_EXTRACT TO READ_.
We’ll Never Turn Back is what music should be. Gut-wrenching blues, earth shaking beats, hip swaying rhythms, deeply moving lyrics, and a rich voice that defies description. Produced by Ry Cooder and featuring guest vocals by original members of The Freedom Singers and Ladysmith Black Mambazo, the April 27th release from the legendary Mavis Staples is a collection of modernized Delta-blues and spirituals both old and new. Inspired by the civil rights movement of the 1960s as well as the Hurricane Katrina disaster, police shootings, and celebrity racial slurs of this decade, Staples effortlessly blends the emotional, inspirational, and intelligent lyrics of past revolutions with contemporary dance beats to create a intoxicatingly powerful force. And her voice has not lost one ounce of its incomparable potency.

“Down In Mississippi” and “In The Mississippi River” set the album on fire with deep Southern Gospel thumps, bluesy guitar riffs, and funky dance grooves beneath Ladysmith Black Mambazo’s melodic choir and the bottomless growl of Mavis Staples.

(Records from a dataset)

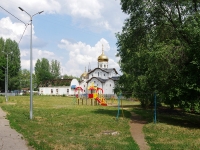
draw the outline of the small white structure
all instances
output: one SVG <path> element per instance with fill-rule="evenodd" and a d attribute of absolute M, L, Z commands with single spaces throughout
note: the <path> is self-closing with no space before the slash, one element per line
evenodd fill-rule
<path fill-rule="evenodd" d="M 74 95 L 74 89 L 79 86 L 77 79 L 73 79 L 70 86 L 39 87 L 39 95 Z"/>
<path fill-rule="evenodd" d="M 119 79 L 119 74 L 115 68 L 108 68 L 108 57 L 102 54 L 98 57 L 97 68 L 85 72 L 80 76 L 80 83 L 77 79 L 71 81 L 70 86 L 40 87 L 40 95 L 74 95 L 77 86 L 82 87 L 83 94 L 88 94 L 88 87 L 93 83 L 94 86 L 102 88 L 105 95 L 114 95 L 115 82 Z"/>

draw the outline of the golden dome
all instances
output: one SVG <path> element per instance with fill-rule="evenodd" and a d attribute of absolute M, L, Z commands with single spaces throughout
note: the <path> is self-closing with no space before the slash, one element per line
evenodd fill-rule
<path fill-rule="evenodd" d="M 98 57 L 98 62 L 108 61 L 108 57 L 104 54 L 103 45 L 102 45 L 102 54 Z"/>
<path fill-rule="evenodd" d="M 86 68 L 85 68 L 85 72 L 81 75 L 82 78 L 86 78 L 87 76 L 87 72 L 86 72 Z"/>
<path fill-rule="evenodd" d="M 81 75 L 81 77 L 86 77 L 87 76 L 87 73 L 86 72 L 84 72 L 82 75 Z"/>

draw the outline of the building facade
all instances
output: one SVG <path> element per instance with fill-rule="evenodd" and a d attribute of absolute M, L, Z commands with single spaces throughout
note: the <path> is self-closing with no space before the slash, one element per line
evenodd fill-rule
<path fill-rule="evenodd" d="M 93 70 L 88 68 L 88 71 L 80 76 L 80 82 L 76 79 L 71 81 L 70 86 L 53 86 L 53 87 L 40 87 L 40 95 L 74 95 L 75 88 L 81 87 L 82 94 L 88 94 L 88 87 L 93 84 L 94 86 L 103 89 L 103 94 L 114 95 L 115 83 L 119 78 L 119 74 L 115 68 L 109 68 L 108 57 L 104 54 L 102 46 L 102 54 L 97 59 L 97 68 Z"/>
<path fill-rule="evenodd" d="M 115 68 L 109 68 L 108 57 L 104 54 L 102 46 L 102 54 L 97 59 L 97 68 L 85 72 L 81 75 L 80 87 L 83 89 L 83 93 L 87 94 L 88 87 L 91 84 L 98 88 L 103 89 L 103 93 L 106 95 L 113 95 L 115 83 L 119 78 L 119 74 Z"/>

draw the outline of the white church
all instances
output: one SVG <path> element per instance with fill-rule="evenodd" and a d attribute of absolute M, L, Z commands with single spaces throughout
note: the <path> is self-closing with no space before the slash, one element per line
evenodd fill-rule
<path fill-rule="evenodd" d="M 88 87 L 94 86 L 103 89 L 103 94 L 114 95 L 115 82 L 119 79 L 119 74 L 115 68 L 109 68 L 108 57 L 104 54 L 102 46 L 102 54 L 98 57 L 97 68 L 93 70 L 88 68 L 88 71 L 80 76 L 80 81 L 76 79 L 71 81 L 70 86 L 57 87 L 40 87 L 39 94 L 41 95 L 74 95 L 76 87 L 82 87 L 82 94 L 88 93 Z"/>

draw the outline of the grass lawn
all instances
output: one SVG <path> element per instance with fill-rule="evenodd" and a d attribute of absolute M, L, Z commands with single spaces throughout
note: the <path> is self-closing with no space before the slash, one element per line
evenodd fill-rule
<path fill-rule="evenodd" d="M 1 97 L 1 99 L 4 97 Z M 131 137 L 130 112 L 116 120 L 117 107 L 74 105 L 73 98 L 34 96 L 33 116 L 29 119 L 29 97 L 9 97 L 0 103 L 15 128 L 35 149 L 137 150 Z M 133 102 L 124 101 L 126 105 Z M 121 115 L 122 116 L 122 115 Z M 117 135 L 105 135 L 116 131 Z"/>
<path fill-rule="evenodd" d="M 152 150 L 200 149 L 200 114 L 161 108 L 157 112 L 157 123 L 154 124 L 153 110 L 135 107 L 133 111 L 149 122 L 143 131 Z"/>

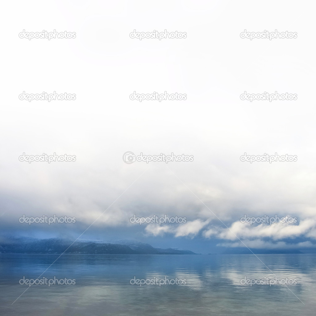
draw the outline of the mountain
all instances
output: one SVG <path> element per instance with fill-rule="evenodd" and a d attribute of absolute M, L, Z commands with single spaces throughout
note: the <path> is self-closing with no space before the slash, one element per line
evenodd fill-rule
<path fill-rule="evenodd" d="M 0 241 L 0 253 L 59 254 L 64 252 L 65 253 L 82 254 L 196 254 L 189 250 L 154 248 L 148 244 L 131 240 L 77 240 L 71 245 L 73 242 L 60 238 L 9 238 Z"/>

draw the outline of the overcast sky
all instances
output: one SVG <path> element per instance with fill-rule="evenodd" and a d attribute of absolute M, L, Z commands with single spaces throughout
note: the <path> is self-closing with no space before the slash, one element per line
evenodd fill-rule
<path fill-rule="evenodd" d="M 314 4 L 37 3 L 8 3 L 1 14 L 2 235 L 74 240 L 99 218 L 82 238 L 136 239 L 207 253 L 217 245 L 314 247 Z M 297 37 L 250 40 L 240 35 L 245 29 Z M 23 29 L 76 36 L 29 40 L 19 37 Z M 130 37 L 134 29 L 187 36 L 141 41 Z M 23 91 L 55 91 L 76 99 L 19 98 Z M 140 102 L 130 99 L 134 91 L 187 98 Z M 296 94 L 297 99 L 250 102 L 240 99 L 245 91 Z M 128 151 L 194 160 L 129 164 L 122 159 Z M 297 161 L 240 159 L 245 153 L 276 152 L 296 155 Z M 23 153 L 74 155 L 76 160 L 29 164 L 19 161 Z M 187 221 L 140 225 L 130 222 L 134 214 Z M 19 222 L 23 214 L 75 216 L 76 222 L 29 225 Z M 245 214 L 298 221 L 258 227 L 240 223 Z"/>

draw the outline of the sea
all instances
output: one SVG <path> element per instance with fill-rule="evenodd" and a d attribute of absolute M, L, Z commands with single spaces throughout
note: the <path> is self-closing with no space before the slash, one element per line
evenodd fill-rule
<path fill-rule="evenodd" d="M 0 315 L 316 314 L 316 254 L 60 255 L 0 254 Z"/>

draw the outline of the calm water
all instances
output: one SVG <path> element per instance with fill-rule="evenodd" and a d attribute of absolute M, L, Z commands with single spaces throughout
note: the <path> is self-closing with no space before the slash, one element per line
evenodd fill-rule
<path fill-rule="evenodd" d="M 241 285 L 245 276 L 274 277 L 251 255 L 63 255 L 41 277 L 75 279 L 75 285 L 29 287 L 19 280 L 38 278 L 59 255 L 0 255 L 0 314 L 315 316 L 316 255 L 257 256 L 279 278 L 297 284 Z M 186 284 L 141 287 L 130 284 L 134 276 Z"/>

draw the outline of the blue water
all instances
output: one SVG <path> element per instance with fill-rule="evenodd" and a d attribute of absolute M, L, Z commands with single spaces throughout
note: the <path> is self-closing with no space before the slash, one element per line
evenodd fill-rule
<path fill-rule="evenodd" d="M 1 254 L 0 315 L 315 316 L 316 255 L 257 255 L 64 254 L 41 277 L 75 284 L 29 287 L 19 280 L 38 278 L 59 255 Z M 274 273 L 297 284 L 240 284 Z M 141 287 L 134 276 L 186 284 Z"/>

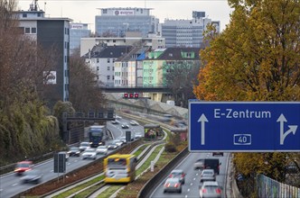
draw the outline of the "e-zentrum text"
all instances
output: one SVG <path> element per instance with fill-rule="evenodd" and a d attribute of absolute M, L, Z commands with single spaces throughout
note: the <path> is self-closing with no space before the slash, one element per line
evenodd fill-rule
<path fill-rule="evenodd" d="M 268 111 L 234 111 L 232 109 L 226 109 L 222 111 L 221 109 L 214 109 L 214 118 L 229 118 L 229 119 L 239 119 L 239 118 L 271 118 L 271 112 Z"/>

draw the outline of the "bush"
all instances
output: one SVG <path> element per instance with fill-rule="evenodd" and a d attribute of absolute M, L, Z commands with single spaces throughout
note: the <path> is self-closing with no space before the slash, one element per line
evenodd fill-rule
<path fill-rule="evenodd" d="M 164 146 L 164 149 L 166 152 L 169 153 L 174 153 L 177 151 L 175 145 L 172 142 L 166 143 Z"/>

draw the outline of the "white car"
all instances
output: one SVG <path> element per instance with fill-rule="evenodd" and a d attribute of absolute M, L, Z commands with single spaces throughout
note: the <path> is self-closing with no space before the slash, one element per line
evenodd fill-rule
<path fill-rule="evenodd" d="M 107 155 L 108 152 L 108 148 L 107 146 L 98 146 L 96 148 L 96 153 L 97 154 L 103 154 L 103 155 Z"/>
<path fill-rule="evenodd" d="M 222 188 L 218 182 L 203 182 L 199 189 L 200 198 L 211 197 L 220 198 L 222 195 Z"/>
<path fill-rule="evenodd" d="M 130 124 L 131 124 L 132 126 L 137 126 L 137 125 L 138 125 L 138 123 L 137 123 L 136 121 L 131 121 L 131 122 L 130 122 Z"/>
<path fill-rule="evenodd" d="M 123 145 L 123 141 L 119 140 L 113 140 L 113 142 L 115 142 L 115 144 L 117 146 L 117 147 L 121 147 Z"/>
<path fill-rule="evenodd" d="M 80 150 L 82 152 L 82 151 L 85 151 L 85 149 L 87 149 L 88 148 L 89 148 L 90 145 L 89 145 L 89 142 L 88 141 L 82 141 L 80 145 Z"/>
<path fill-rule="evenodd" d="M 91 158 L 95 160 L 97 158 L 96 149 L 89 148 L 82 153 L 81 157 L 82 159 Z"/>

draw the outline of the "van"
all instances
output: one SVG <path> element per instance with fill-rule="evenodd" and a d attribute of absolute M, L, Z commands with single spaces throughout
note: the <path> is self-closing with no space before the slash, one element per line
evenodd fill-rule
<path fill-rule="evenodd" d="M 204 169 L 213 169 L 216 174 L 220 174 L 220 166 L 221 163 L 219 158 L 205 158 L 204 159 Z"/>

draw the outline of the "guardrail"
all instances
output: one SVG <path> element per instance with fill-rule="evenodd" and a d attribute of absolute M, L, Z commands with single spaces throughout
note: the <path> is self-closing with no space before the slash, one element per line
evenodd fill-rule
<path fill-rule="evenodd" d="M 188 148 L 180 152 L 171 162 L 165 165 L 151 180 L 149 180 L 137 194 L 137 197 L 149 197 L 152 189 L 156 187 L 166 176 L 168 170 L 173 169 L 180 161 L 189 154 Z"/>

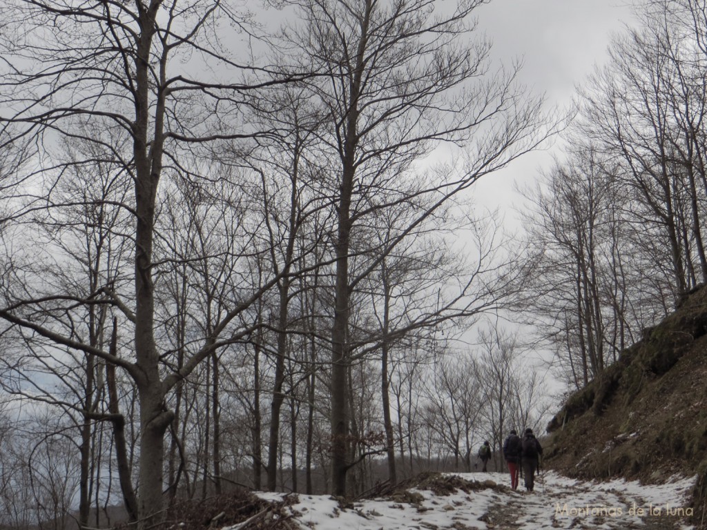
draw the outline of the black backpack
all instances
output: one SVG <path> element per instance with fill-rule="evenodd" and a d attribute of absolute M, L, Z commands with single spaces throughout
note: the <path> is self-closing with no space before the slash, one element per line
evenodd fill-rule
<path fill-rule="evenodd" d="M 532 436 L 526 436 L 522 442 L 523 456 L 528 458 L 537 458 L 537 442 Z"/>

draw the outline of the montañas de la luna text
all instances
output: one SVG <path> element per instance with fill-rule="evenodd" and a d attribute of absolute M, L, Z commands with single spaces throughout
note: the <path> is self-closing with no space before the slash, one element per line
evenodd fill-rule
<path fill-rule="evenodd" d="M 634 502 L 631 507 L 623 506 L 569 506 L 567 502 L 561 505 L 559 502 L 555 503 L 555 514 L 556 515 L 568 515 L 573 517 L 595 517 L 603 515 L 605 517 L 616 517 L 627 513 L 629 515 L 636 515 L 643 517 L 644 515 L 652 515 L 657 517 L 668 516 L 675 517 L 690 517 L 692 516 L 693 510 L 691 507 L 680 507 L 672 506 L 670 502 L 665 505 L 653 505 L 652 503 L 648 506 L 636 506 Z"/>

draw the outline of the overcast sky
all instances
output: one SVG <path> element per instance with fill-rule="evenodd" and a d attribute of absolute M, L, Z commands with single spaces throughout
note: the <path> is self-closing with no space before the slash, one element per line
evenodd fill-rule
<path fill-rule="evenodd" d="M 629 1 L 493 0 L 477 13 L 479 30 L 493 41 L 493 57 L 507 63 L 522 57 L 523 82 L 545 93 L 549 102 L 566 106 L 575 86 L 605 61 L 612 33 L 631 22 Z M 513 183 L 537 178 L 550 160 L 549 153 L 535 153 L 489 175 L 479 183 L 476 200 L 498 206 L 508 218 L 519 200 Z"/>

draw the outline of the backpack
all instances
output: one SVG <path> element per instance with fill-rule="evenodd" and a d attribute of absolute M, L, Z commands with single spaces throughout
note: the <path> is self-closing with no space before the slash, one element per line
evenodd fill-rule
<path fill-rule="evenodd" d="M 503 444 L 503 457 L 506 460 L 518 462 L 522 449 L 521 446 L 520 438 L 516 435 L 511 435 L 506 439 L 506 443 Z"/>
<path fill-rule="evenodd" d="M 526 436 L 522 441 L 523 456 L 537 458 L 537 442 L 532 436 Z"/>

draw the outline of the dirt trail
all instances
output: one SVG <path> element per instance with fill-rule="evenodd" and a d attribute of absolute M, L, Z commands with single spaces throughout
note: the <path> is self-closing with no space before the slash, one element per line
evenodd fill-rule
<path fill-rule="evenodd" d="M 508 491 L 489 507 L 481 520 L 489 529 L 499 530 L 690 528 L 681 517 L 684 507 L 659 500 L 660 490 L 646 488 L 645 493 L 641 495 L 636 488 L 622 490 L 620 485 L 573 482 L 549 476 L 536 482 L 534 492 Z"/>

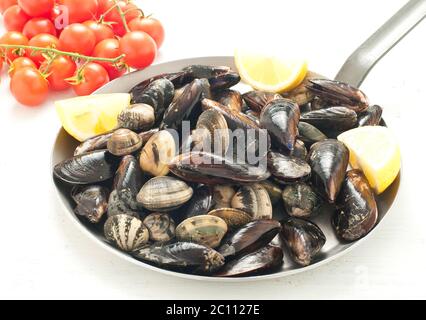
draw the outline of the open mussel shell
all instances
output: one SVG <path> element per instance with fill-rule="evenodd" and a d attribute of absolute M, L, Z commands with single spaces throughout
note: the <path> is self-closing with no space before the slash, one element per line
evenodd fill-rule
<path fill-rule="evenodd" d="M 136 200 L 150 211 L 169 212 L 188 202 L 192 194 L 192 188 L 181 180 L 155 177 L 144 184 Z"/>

_PROBLEM 1_. In the review of the Mavis Staples album, what events are named as inspiring Staples? List them all.
_PROBLEM 2_. Carry on the review of the Mavis Staples album from where it stops.

_RESULT 1_.
- The civil rights movement of the 1960s
- The Hurricane Katrina disaster
- Police shootings
- Celebrity racial slurs

_RESULT 2_.
“Eyes On The Prize”, “We Shall Not Be Moved”, “On My Way”, “Turn Me Around”, and “Jesus Is On The Main Line” are traditional songs given a modern spin by Staples and Cooder. “This Little Light Of Mine” and “99 And 1/2” are also traditional songs that the pair augmented with new lyrical rants and pumped up musical arrangements.

“My Own Eyes” is a Staples original inspired by the singer’s own life experiences – such as being unjustly jailed by “Southern racist cops” in the Civil Rights era – and the world around her today, particularly in New Orleans.

Producer Ry Cooder hit the mark when he called these songs “physical music”. The music on We’ll Never Turn Back is so alive and full of passion it’s almost tangible enough to grasp in a clenched fist. These are not background songs for other activities. This is music to give your full attention to, to immerse yourself in, to get lost in, to get high on. This is not only what music should be, it’s what all music lovers should be talking about.